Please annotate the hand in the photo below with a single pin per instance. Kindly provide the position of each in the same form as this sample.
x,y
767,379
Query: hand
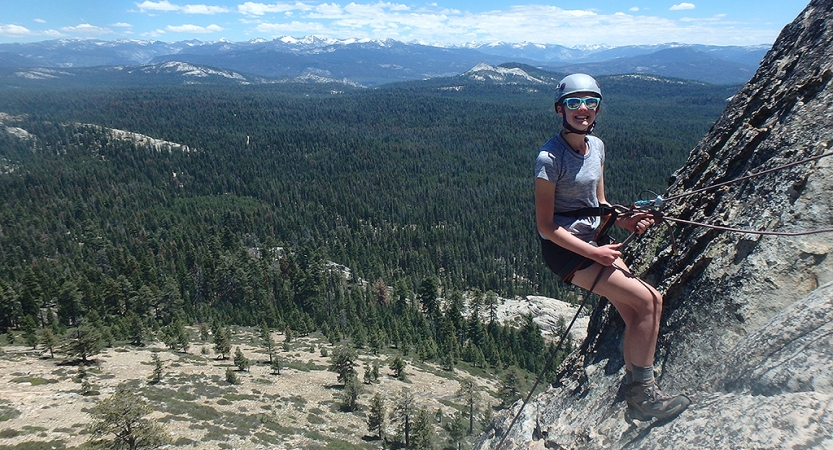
x,y
638,222
606,255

┄┄┄┄┄┄

### Exercise task:
Can you copy the material above line for line, leaving out the picture?

### Response:
Please annotate the hand in the photo below with a single pin per instance. Kindly provide the position of each in the same form as this sample.
x,y
767,379
Query: hand
x,y
638,222
606,255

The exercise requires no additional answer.